**Source data**
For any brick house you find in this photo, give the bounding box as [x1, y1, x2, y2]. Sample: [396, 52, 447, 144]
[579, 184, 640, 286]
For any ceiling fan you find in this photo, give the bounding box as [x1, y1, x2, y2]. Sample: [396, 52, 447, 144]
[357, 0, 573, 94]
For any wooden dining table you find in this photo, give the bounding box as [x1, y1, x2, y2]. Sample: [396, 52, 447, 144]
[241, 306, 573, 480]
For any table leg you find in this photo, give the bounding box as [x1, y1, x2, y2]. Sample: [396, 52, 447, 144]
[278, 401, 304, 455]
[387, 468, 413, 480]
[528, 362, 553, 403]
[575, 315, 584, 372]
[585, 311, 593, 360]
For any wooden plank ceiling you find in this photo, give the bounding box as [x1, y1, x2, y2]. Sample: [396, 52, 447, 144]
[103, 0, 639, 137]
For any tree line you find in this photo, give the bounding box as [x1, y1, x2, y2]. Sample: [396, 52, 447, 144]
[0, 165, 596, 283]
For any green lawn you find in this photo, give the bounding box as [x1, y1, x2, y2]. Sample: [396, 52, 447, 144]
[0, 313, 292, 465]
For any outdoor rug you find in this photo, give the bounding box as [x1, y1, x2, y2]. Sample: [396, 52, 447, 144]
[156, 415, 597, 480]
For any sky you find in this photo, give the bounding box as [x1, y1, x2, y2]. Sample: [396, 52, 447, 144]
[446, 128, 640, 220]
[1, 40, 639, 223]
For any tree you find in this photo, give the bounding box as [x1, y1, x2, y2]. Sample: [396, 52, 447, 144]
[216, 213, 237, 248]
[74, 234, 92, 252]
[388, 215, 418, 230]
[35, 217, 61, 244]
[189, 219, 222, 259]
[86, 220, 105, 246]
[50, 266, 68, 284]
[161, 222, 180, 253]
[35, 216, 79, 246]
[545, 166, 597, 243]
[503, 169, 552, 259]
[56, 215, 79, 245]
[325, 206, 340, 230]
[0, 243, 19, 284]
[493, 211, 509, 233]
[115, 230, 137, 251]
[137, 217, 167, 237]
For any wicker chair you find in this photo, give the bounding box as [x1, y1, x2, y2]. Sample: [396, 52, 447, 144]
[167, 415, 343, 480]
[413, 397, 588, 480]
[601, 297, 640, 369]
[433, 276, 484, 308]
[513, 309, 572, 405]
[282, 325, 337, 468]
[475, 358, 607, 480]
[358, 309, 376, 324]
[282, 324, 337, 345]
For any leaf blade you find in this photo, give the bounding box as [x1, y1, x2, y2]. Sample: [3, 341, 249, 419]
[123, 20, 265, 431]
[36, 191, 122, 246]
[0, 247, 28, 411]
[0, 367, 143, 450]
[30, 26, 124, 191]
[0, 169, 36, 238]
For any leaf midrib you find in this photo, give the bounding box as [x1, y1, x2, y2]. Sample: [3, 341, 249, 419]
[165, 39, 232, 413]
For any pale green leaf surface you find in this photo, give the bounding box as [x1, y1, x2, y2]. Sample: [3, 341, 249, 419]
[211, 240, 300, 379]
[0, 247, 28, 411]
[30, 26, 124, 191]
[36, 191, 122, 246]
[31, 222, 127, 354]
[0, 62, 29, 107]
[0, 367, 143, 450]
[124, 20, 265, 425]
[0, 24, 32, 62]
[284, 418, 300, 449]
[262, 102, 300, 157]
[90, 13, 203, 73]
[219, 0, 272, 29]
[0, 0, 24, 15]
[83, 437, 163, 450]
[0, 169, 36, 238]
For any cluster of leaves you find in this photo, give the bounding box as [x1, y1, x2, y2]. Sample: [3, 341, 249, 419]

**What this task involves**
Please print out every record exactly as it is written.

**Written solution**
For any brick house you find in this photo, give the bounding box as [x1, y1, x2, y2]. Sample: [396, 52, 447, 144]
[579, 184, 640, 286]
For any ceiling fan you find in this photo, give the bounding box as [x1, y1, x2, y2]. Sample: [396, 52, 447, 144]
[357, 0, 573, 94]
For any wooden dining table you find in this photo, give the bounding box as [x1, y1, x2, y2]. Sample: [396, 52, 447, 144]
[241, 306, 573, 480]
For any table leg you find in this photo, give the bounding box as [x1, y1, x2, y2]. Sample: [396, 52, 447, 144]
[278, 401, 304, 455]
[387, 468, 413, 480]
[528, 362, 553, 403]
[575, 315, 584, 372]
[585, 311, 593, 360]
For any wooden plank ceiling you find in this photo, give the bounding box as [x1, y1, x2, y2]. Sample: [396, 52, 447, 144]
[103, 0, 639, 137]
For any tree line you find in this photo, give the bounding box as [x1, y1, x2, y2]. Sample: [396, 52, 447, 144]
[0, 165, 596, 283]
For any green lawn you find in this photo, give the bounding box as [x1, y1, x2, y2]. Sample: [396, 52, 447, 144]
[0, 313, 292, 465]
For any outdoor rug you find in this photo, give the bounding box as [x1, y1, x2, y2]. Sample: [396, 52, 447, 144]
[156, 415, 597, 480]
For any sky you find in this photo, give the bounding box as [x1, y1, x2, y2]. Sample: [396, 52, 447, 144]
[446, 128, 640, 220]
[1, 40, 639, 223]
For any tree you find in this photo, give the bounding box as [x1, y1, x2, y2]. Sample: [396, 52, 447, 144]
[216, 213, 237, 248]
[74, 234, 92, 252]
[388, 215, 418, 230]
[35, 217, 61, 244]
[189, 219, 222, 259]
[86, 220, 105, 246]
[50, 266, 68, 284]
[161, 222, 180, 253]
[35, 216, 79, 246]
[545, 166, 597, 243]
[503, 169, 552, 259]
[56, 215, 79, 245]
[325, 206, 340, 230]
[0, 243, 19, 284]
[493, 211, 509, 233]
[115, 230, 137, 251]
[137, 217, 167, 237]
For any wicker chair you find in this photo, give the bounding box as [x1, y1, x2, y2]. Sample: [396, 52, 447, 144]
[167, 415, 343, 480]
[413, 397, 588, 480]
[601, 297, 640, 369]
[433, 276, 484, 308]
[513, 309, 572, 405]
[282, 325, 337, 468]
[475, 358, 607, 480]
[358, 309, 376, 324]
[282, 324, 337, 345]
For any leaf blade you find in this photo, give the bounding box as [x1, y1, x2, y2]. Sample: [3, 341, 249, 419]
[123, 20, 265, 431]
[36, 191, 122, 246]
[0, 247, 28, 411]
[0, 367, 143, 450]
[30, 26, 124, 191]
[0, 169, 36, 238]
For any leaf midrib you find in this photo, give the bounding box as [x1, y1, x2, y2]. Sample: [3, 341, 249, 419]
[165, 39, 232, 413]
For any pale green leaf surface you find in this photo, give the bounding box as [x1, y1, x2, y2]. Sample: [3, 341, 249, 419]
[211, 240, 300, 379]
[0, 247, 28, 411]
[30, 26, 124, 191]
[36, 191, 122, 246]
[31, 222, 127, 354]
[0, 62, 29, 107]
[0, 367, 143, 450]
[124, 20, 265, 425]
[0, 24, 32, 62]
[284, 418, 300, 449]
[262, 102, 300, 157]
[90, 13, 203, 73]
[219, 0, 272, 29]
[0, 0, 24, 15]
[83, 437, 163, 450]
[0, 169, 36, 238]
For any cluster of leaves you find in this photo, give the bounding box as [x1, y1, x2, y2]. Sample: [3, 341, 249, 419]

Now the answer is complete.